== Problem to solve ==
Convert the lines below into a Markdown table with two columns, "No." and "Text". Put each line's number under "No." and the line itself under "Text", and leave out any blank lines.

== Given records ==
========================
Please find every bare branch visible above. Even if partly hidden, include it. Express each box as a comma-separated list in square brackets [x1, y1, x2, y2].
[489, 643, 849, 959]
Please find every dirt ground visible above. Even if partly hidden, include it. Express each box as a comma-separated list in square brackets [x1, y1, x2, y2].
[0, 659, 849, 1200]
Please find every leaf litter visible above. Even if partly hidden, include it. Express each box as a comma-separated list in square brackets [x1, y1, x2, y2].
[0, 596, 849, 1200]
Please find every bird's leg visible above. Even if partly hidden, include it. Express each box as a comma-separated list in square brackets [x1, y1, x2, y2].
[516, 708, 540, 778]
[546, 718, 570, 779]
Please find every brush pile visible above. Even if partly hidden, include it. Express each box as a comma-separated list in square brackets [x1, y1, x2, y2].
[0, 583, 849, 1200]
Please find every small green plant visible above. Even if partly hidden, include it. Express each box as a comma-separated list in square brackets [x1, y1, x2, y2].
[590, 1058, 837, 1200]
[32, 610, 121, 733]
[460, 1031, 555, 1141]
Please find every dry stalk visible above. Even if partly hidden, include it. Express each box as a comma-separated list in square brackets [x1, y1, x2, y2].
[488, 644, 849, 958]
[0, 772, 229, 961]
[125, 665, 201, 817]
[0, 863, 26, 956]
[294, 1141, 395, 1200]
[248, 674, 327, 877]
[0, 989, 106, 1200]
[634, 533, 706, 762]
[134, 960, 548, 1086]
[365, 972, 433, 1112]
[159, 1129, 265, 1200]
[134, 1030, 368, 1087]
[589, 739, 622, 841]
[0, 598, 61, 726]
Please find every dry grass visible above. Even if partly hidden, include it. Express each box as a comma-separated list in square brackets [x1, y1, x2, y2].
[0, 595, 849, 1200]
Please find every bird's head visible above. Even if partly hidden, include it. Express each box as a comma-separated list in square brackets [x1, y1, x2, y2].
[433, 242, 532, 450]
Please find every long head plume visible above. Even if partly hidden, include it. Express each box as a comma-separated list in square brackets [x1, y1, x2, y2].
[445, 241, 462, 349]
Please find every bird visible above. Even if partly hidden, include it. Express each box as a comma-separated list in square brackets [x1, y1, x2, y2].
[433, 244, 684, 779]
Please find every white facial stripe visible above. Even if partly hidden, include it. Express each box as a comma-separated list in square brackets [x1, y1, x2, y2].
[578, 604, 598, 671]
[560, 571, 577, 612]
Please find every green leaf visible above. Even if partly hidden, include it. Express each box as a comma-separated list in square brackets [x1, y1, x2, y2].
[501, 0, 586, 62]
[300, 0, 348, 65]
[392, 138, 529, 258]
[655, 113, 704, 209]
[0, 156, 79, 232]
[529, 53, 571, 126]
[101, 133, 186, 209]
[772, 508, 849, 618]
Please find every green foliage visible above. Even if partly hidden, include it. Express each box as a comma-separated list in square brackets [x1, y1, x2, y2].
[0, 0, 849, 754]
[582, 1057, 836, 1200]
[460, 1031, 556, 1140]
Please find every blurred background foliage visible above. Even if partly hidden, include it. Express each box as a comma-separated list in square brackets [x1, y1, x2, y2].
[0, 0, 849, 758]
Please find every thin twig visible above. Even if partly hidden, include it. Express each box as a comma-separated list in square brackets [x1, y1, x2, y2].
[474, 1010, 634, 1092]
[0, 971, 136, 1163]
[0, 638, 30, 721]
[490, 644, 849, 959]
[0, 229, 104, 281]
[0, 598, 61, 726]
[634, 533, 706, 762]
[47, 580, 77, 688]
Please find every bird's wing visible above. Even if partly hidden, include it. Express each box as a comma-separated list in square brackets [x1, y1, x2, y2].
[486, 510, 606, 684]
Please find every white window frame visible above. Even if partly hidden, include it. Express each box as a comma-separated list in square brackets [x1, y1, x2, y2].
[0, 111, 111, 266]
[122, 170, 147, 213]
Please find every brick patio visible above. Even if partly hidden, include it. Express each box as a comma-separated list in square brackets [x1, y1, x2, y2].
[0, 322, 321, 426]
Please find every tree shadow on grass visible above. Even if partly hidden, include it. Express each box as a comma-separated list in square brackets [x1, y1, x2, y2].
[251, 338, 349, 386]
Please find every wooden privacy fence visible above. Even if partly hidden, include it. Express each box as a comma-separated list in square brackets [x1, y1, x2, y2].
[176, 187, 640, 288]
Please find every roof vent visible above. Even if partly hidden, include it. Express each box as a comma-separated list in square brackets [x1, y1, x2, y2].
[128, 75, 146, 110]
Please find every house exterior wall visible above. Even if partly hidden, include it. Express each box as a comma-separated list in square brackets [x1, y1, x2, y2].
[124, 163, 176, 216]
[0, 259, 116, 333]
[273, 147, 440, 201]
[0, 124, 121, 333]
========================
== Solution ==
| No. | Text |
|---|---|
| 1 | Please find every bare branch visible above. Even if partly hidden, include it. Express each box as a comma-separated list in square brackets [x1, y1, x2, y2]. |
| 2 | [489, 643, 849, 959] |
| 3 | Please find every dirt ground visible above. Even if partly hidden, include it. Express each box as a comma-separated list in square brackets [x1, y1, x2, y2]. |
| 4 | [0, 659, 849, 1200] |
| 5 | Please find every leaf litter visible above. Even if partly hidden, include it. Express each box as a comma-separated list in square brackets [x1, y1, x2, y2]. |
| 6 | [0, 596, 849, 1200] |
| 7 | Please find every bird's leg visible above. Even if partly hidden, include it. Express each box as a comma-separated list in square brackets [x1, y1, x2, y2]. |
| 8 | [516, 708, 540, 778] |
| 9 | [546, 718, 570, 779] |
| 10 | Please find every brush pile visible above. Even if partly hidden, include it. Express each box as a comma-separated list in square brackets [x1, y1, x2, y2]. |
| 11 | [0, 583, 849, 1200] |
| 12 | Please find every small green plant visible above. Even if partly hidden, include it. Express each box as a comma-separated list in square brackets [x1, y1, x2, y2]. |
| 13 | [590, 1058, 837, 1200] |
| 14 | [32, 610, 121, 733] |
| 15 | [460, 1031, 555, 1141] |
| 16 | Please find every dry stalk visible above. Even if partly hidden, include it. Express each box as a comma-separated list in square brackets [x1, y1, x2, y2]. |
| 17 | [488, 644, 849, 958] |
| 18 | [0, 772, 229, 961] |
| 19 | [125, 665, 201, 817] |
| 20 | [0, 863, 26, 956] |
| 21 | [294, 1141, 395, 1200] |
| 22 | [248, 674, 327, 877] |
| 23 | [0, 989, 106, 1200] |
| 24 | [634, 533, 706, 762] |
| 25 | [134, 960, 548, 1086] |
| 26 | [365, 972, 433, 1112] |
| 27 | [159, 1129, 265, 1200] |
| 28 | [134, 1030, 368, 1087] |
| 29 | [589, 739, 622, 841] |
| 30 | [0, 598, 61, 726] |
| 31 | Please find every dry grass visible above. Even if partly hidden, include it. Express each box as a comma-separated list in square brackets [x1, y1, x2, y2]. |
| 32 | [0, 595, 849, 1200] |
| 33 | Please find every bird's head visible above. Even if partly hidden, include it. Express each box as a comma-separated list in square brackets [x1, y1, x2, y2]. |
| 34 | [433, 242, 532, 450] |
| 35 | Please find every long head plume visible above. Even if partly hidden, include it. Express each box as a comma-separated list in square brackets [x1, y1, x2, y2]. |
| 36 | [445, 241, 462, 349] |
| 37 | Please find every bird visible above. Even if partly hidden, include it. Express each box as a comma-separated list in square brackets [x1, y1, x2, y2]. |
| 38 | [433, 244, 684, 779] |
| 39 | Please find every white facial stripe visible above. Even if partly hidden, include it. Express each box as a comma-separated list in square brackets [x1, y1, x2, y2]. |
| 40 | [578, 604, 598, 671] |
| 41 | [560, 571, 577, 612] |
| 42 | Please find every green leaf visible above. Even if partly hidden, include it. Express each box as a comma-separated list in square brackets [x1, y1, x2, y2]. |
| 43 | [501, 0, 586, 62] |
| 44 | [300, 0, 348, 65] |
| 45 | [392, 138, 529, 258] |
| 46 | [655, 113, 704, 209] |
| 47 | [0, 156, 79, 232] |
| 48 | [529, 53, 571, 126] |
| 49 | [101, 133, 186, 209] |
| 50 | [772, 508, 849, 618] |
| 51 | Please find every green foliage visible above. Even if partly hidden, include it. Express each box as a comma-separated list in square brackets [x1, y1, x2, y2]. |
| 52 | [0, 0, 849, 754] |
| 53 | [582, 1057, 836, 1200] |
| 54 | [460, 1031, 556, 1140] |
| 55 | Please find every blurred background foliage visible above. Even if partly hidden, include it. Express each box as a comma-separated list in square brackets [x1, y1, x2, y2]. |
| 56 | [0, 0, 849, 758] |
| 57 | Please find every thin twig visible above. Even if partly hidden, include it. Express each box as a comma-separated list in square brackets [x1, y1, x2, y2]. |
| 58 | [474, 1010, 634, 1092] |
| 59 | [0, 971, 136, 1163] |
| 60 | [0, 638, 30, 721] |
| 61 | [490, 644, 849, 959] |
| 62 | [0, 229, 104, 281] |
| 63 | [0, 598, 61, 726] |
| 64 | [634, 533, 706, 762] |
| 65 | [47, 580, 77, 688] |
| 66 | Please find every bird's wing visible above. Even if partly hidden, include it. Express each box as a comma-separated list in square brackets [x1, y1, x2, y2]. |
| 67 | [486, 510, 606, 684] |
| 68 | Please find every white window frame visible above. Even if partly hidden, include it. Express each box as a comma-separated list in square brackets [x1, y1, x2, y2]. |
| 69 | [0, 111, 111, 266] |
| 70 | [122, 170, 147, 213] |
| 71 | Please find every brick patio visible above. Even if partly hidden, include it. Express each box as a comma-separated list in square brackets [x1, y1, x2, y2]. |
| 72 | [0, 322, 321, 426] |
| 73 | Please find every tree shadow on grass visible above. Even if partly hidden, include it. Express each box as a comma-separated list in square brackets [x1, y1, x2, y2]. |
| 74 | [251, 338, 349, 386] |
| 75 | Please find every wooden privacy fence visible above. Even if partly hidden, include it. Express each box as a comma-separated list in square brackets [x1, y1, x2, y2]. |
| 76 | [176, 187, 640, 288] |
| 77 | Please find every roof vent visible above. Even if partly hidden, include it. Express each box as a comma-separated list in square brackets [x1, y1, x2, y2]. |
| 78 | [128, 75, 146, 110] |
| 79 | Please find every house exterior wall visible above. Even if partly hidden, include it. Express each box as a comma-separated list in square brackets [x1, y1, x2, y2]. |
| 80 | [124, 163, 176, 216] |
| 81 | [0, 259, 116, 333] |
| 82 | [273, 147, 440, 201] |
| 83 | [0, 124, 121, 333] |